- Required tasks
[1] Answer these questions about the busking account:
(a) What kind of store was the now open store?
(b) What coin did the man standing in line at the liquor shop toss?
(c) At what hour did the writer head back into town alone?
[2] Write the next part of the busking account, starting after its final sentence.

--- start Provided text ---

We greeted the pizza lady as we passed with a smile, and halfway through the pitch she was happily dancing away outside the store. Mates bought a slice from her, too. The now open store was also a pizza store, with a young Asian girl running it. She positively glowed while I sang Ue Liang Dai Biao Wo De Xin, accent and all. A pair of Asian girls had bought pizza before I began this song (and Ue Wo Muite Arukou) and they lingered for another four songs at the end of the tunnel, even after they finished eating. No tip, however.


Ue Liang Dai Biao Wo De Xin - Teresa Tang



Ue Wo Muite Arukou - Kyu Sakamoto


Whether it was the rain or something else, the passersby were remarkably tight fisted, though the smiles came fast and thick. It was busier at this earlier time, with bikers squeaking by from time to time. Some of those passersby who slowed to listen were impatiently overtaken. Quite a few of these rather serious looking 30-50 aged men tipped me, too: slowing, stopping, nodding to themselves and then meticulously counting out a tip. One actually stood in line at the nearby liquor shop and tossed me a coin from there - he finally decided not to buy anything and tossed me his remaining 10 crown piece - maybe I can stop alchoholism! Other than them, the tips today came from the regular suspects: younger females. One was accompanied by her grandmother while I was playing Wonderwall - and stood for a while looking for money. I thought this great - music probably totally not the grannie's style but she still appreciated it.


Must've been a sad song...


We returned home for a quick dinner (improvised by yours truly) and at nine, after many minutes of indecision, I headed back into town alone. I knew where I wanted to go, but it took a lot of internal battle to work up the bravery to even set out, but set out I did, emerging from the Malostranska stop into a beautifully dark, cool night. I'd forgotten my water and my map - all I had with me was my guitar and my wallet but I was committed by then.

--- end Provided text ---
--- start Given entries ---

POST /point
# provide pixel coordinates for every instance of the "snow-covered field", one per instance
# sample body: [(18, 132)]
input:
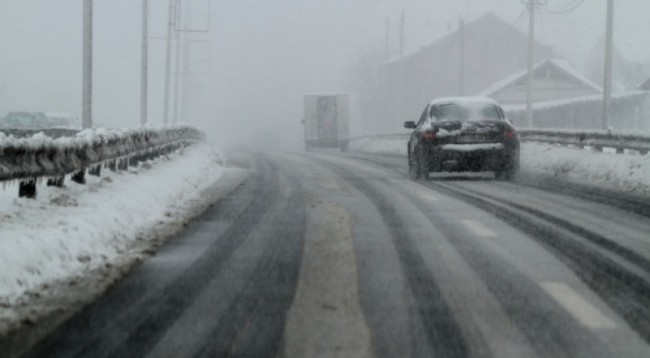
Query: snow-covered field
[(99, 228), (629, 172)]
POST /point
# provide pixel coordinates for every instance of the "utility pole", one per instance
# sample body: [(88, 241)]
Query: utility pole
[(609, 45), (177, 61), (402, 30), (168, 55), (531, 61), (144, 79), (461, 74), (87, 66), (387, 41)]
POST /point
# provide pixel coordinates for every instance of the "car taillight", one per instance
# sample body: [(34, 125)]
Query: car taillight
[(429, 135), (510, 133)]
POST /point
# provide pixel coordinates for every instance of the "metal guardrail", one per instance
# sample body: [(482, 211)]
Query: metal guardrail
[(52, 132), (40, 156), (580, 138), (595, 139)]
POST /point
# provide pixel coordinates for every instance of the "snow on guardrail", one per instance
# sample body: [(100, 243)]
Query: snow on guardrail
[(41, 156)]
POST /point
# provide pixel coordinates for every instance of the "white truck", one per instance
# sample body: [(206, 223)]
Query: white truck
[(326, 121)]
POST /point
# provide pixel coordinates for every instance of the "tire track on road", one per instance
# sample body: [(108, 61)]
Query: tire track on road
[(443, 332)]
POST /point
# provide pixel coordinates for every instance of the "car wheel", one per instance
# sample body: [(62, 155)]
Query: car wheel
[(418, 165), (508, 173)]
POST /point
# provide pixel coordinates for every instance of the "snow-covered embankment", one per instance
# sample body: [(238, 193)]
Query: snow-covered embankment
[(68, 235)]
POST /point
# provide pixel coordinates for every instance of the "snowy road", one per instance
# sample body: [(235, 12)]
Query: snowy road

--- end Given entries ---
--- start Given entries ---

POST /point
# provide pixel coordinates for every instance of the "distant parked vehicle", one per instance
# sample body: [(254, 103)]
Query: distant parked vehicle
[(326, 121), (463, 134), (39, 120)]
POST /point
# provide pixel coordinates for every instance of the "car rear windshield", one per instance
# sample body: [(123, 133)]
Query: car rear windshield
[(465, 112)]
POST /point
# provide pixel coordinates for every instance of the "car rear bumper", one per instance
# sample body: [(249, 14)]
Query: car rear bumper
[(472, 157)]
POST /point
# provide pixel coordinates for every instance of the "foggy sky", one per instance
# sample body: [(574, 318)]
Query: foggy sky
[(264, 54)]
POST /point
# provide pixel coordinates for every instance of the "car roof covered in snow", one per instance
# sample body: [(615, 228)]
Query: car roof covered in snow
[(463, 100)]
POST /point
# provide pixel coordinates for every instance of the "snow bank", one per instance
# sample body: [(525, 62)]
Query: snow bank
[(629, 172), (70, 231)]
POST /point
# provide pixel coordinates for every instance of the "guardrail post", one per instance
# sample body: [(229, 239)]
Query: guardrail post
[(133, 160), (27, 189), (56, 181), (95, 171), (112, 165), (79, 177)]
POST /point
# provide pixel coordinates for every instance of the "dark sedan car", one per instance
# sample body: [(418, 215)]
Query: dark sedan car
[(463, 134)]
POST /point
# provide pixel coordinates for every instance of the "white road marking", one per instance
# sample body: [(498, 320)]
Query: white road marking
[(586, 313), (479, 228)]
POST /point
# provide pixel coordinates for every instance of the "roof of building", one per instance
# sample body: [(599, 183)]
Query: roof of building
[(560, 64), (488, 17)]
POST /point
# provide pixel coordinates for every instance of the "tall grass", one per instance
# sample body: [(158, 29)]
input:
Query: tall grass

--- end Given entries ---

- Results by task
[1]
(a) It was a pizza store.
(b) He tossed a 10 crown piece.
(c) At nine.

[2]
Karluv most. Probably the most highly policed (and thus most highly illegal) spot to busk in Praha. I set up beneath a street lamp on the north end of the bridge facing west. An orchestra was playing at the opposite end - some classical pop - and fireworks flashed over the river across from me. People meandered slowly across, the street lamps gave just enough soft light - it was like I was on a stage on the most magical, romantic theatre in the world.

My music shines in the evening. I rarely play then because I'm usually eating/spending my time with a friend/couchsurfer, prohibited, wary of police, wary of safety or finding my way back. But what I like to sing is slower, more romantic and it fits nighttime - just after twilight - perfectly. I didn't have to sing anything happy tonight.

I began with a shaky If You Want Me, from Once. Crazily nervous, expecting police to materialize any moment, or to be shouted away. After this first song though, I used that nervousness, turned it into vibrato, channeled it into emotion - Pontus really is right, you sing best when nervous. Couples began to gather across from me, and my section of the bridge became something like a slow-dance floor or a quiet, romantic bar. By each lamp post and in between they embraced each other, kissed tenderly, watched me singing and swayed in gentle unison. Like a ballroom where one couple stayed for a song or two and then waltzed off to be immediately replaced by another.

Those who passed nearer to me stayed on either side, in the light. Many spoke with me - an encouraging "Thank You!" and smiling eyes here, a sing or mouth-a-long there. A couple of older Brits waited until I finished Scarborough Fair just so they could tell me "You sing very well" as they tipped. My tippers met my eyes when they left their change, acknowledging me and thanking me not just with their purses but their souls.

I'd just begun Lionel Richie's Hello when the police came. I'd gathered twenty or so people by either side by now and though a little scared I sang strongly towards them: "Hello, is it me you're looking for? I can see it in your eyes-" They were firm with me, cutting me off there with "You can't play here." I made a small protesting "I can't? It's so perfect!" but they shook their heads and repeated "No. You can't play here." Happily, No fine. So it ended. The longest most romantic half hour yet.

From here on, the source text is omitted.